Records from a data source
══════

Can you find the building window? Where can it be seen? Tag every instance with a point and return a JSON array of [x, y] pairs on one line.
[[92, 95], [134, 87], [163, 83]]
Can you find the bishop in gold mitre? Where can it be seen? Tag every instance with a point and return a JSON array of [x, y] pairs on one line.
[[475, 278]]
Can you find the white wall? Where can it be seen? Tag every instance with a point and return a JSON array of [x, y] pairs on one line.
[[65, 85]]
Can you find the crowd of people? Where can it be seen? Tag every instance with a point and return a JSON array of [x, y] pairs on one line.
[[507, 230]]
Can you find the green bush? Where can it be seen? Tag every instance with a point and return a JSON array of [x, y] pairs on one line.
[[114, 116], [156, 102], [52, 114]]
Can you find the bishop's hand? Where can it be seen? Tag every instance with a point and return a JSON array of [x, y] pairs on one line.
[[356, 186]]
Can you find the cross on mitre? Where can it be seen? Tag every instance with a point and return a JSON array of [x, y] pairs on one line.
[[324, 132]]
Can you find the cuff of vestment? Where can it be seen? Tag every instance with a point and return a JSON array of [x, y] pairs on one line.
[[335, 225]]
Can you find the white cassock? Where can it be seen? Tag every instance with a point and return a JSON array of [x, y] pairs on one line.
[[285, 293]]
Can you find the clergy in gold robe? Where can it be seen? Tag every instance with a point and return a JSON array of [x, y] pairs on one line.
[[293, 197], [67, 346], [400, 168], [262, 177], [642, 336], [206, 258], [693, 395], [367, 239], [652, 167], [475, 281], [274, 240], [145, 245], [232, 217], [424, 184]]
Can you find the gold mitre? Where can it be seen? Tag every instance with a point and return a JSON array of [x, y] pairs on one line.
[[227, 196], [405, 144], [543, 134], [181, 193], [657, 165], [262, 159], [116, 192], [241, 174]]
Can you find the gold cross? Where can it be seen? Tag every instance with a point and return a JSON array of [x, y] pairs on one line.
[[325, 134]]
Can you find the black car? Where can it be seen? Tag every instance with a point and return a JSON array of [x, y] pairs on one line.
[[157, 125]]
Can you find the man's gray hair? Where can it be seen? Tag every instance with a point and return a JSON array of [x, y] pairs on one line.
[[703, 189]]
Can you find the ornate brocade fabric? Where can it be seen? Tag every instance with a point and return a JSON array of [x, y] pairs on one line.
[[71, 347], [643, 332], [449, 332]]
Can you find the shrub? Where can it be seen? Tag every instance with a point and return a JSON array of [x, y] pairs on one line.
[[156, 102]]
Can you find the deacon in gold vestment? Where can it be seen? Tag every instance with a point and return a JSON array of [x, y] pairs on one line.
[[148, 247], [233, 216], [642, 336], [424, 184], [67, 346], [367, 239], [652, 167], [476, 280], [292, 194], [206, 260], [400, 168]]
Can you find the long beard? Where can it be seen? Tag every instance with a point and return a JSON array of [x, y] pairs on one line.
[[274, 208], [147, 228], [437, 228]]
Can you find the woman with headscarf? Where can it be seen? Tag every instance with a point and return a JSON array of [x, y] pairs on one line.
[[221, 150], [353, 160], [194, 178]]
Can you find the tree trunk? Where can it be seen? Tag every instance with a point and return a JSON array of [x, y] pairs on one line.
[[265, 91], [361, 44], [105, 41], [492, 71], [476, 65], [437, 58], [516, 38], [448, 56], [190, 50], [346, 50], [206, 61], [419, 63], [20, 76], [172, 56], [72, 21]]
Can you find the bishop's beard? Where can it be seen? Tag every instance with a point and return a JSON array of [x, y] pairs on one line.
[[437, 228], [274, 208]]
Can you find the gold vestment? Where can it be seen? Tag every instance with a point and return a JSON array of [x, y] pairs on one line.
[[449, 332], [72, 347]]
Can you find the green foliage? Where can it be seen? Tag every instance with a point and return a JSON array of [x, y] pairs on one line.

══════

▶ _GIVEN INSTRUCTION_
Can you rewrite the stretch from the row containing "Can you find the bishop's beard?" through the end of the rows, switching "gold" to "silver" and leaving everything else unchanged?

▶ _TASK RESULT_
Can you find the bishop's beard? Where can it be seen? Tag every instance with a point and return a JSON array of [x, y] pairs on one line.
[[437, 228], [274, 208]]
Can you find the silver vestment? Where can it be seen? Tag every instance with a point and return a JSON array of [x, y] pairs on one line.
[[449, 332], [72, 347]]
Can you find the green foliage? Where can it be seen? Tag every instance with a point and return a JSON array of [x, y] pairs on one line.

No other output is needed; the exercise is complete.